### PROVIDED RECORDS
-- Start --

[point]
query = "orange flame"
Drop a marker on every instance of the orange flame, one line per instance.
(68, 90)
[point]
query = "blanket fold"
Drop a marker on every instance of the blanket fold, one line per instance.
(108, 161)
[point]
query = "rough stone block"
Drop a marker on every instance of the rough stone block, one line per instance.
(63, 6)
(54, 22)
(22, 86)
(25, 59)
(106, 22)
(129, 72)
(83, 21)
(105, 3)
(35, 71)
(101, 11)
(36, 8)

-- End --
-- Start --

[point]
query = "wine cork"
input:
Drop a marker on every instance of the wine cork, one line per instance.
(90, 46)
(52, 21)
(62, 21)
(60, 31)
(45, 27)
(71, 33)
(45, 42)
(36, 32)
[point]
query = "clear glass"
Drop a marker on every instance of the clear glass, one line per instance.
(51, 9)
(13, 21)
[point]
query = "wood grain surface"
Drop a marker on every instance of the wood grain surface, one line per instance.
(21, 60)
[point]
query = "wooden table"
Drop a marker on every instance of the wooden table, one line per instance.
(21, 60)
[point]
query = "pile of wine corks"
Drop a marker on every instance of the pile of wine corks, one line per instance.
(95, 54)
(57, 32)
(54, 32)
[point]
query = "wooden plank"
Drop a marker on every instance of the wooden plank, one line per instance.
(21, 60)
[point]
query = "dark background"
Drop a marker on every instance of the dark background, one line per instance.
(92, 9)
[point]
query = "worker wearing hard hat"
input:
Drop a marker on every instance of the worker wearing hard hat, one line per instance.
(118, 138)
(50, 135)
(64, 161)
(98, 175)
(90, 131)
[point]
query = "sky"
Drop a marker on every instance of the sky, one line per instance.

-- End --

### DIRECTIONS
Gather every line of the material above that contains the word "clear" and copy each one.

### SOLUTION TO THE PROBLEM
query = "clear glass"
Drop a marker on every instance of the clear glass, one line per instance.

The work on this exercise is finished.